* _MATERIAL PROVIDED_
****************

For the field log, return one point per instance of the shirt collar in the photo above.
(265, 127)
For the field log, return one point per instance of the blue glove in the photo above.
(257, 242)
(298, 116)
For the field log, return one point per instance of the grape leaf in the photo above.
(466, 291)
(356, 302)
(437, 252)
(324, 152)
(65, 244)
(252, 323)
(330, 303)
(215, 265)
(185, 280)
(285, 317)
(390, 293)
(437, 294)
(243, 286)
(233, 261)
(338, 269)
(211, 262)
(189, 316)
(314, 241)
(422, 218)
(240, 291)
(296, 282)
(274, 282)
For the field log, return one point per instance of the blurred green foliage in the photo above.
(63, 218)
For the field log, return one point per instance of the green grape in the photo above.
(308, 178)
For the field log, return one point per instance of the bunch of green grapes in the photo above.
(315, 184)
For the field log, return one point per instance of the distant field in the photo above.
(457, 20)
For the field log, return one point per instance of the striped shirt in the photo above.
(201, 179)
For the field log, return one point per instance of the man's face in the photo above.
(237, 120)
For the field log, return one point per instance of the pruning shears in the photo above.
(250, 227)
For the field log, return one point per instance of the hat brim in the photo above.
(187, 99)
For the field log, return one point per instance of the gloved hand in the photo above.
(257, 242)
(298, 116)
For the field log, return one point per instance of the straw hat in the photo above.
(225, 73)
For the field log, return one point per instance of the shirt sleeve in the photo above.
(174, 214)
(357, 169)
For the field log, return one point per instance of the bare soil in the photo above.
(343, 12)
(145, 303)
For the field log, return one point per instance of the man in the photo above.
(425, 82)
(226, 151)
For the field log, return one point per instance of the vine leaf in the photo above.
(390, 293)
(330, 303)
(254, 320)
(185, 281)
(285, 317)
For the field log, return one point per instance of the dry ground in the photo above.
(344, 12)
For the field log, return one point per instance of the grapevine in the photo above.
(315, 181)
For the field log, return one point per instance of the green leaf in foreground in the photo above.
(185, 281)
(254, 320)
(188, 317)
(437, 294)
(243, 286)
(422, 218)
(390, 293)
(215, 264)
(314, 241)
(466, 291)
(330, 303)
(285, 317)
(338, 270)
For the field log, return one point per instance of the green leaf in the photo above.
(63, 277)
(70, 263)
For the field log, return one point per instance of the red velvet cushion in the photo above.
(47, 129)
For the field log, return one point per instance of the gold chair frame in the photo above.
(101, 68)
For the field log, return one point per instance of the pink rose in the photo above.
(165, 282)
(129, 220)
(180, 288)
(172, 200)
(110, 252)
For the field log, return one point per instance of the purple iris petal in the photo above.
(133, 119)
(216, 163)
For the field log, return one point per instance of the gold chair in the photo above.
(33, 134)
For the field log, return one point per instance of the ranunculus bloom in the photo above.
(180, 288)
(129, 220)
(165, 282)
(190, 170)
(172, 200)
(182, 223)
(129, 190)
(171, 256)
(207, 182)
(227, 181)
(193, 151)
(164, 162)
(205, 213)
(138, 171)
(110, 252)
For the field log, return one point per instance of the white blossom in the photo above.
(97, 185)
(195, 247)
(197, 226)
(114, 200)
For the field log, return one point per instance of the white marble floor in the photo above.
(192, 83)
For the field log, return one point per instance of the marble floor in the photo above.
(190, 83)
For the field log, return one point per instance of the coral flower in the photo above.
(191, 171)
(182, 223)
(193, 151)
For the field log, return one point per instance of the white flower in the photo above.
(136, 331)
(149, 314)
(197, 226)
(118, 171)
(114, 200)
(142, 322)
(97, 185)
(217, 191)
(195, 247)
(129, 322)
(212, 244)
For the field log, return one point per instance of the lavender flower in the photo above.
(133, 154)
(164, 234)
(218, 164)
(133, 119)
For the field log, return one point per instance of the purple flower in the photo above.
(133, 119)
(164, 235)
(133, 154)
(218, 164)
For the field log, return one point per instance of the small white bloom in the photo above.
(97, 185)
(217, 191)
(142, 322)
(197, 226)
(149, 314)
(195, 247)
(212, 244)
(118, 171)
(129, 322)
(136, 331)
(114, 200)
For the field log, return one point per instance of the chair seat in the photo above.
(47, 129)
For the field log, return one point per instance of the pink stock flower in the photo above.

****************

* _PROBLEM TO WORK ON_
In full and word for word, output the entries.

* _SOLUTION TO THIS TASK_
For the field log, return one point per instance of the shirt collar in the photo above.
(265, 127)
For the field log, return one point per instance of the blue glove in the photo above.
(257, 242)
(298, 116)
For the field log, return one point per instance of the grape leaf in the photo above.
(466, 291)
(356, 302)
(437, 252)
(324, 152)
(65, 244)
(252, 323)
(330, 303)
(215, 265)
(185, 280)
(285, 317)
(390, 293)
(437, 294)
(243, 286)
(233, 261)
(338, 269)
(211, 262)
(189, 316)
(314, 241)
(422, 218)
(240, 291)
(296, 282)
(274, 282)
For the field log, return one point per instance of the blurred green foliage in the photo above.
(63, 218)
For the field log, return one point per instance of the green grape in the photo above.
(308, 178)
For the field log, return one point per instance of the bunch of green grapes in the photo above.
(315, 184)
For the field log, return one point per instance of the distant field in the photo above.
(457, 20)
For the field log, return one point per instance of the striped shirt in the photo above.
(201, 179)
For the field log, return one point per instance of the man's face in the photo above.
(237, 120)
For the field log, return one point per instance of the pruning shears in the photo above.
(250, 227)
For the field log, return one point per instance of the hat brim in the photo above.
(187, 99)
For the field log, return one point per instance of the gloved hand in the photo above.
(257, 242)
(298, 116)
For the field log, return one point per instance of the straw hat in the photo above.
(225, 73)
For the field log, return one point per instance of the shirt sleeve in the photo above.
(174, 214)
(357, 169)
For the field log, return one point per instance of the bare soil in the photo above.
(343, 12)
(145, 303)
For the field log, return one point per instance of the man in the photo above.
(425, 82)
(226, 151)
For the field log, return one point per instance of the vine leaf in the photo above.
(390, 293)
(330, 303)
(254, 320)
(185, 281)
(285, 317)
For the field log, return one point per instance of the dry ground in the photo above.
(344, 12)
For the field log, return one point per instance of the grapevine in the photo above.
(315, 181)
For the field log, return one point per instance of the green leaf in foreground in the photo above.
(185, 281)
(254, 320)
(188, 317)
(437, 294)
(243, 286)
(422, 218)
(390, 293)
(215, 264)
(314, 241)
(466, 291)
(330, 303)
(285, 317)
(338, 270)
For the field log, return one point per instance of the green leaf in the photo above.
(63, 277)
(70, 263)
For the field log, return one point per instance of the red velvet cushion in the photo above.
(47, 129)
For the field log, return one point per instance of the gold chair frame in the photo above.
(101, 68)
For the field log, return one point per instance of the pink rose in the photo above.
(165, 282)
(129, 220)
(180, 288)
(172, 200)
(110, 252)
For the field log, return one point per instance of the purple iris petal in the photo above.
(133, 119)
(216, 163)
For the field log, return one point per instance of the gold chair in the photo above.
(33, 134)
For the field log, return one point per instance of the ranunculus bloom in the photo above.
(180, 288)
(129, 220)
(165, 282)
(190, 170)
(172, 200)
(182, 223)
(129, 190)
(171, 256)
(207, 182)
(227, 181)
(193, 151)
(164, 162)
(205, 213)
(138, 171)
(110, 252)
For the field log, return one point per instance of the white blossom in the photo above.
(97, 185)
(195, 247)
(197, 226)
(114, 200)
For the field log, return one point per instance of the white marble floor in the photo above.
(192, 83)
For the field log, return one point per instance of the marble floor in the photo above.
(190, 83)
For the field log, return one point per instance of the coral flower in the photo above.
(191, 171)
(182, 223)
(193, 151)
For the field log, return one point per instance of the white flower in the photo above.
(136, 331)
(149, 314)
(197, 226)
(118, 171)
(114, 200)
(142, 322)
(97, 185)
(217, 191)
(195, 247)
(129, 322)
(212, 244)
For the field log, return one point per instance of the lavender flower in the photo above.
(133, 154)
(164, 234)
(218, 164)
(133, 119)
For the field log, return one point per instance of the purple flower in the photo above.
(133, 119)
(164, 235)
(133, 154)
(218, 164)
For the field log, return one point per instance of the small white bloom in the photo above.
(97, 185)
(217, 191)
(142, 322)
(197, 226)
(149, 314)
(195, 247)
(212, 244)
(118, 171)
(129, 322)
(136, 331)
(114, 200)
For the field log, return one point per instance of the chair seat in the photo above.
(47, 129)
For the field log, return one point per instance of the pink stock flower in the photo above.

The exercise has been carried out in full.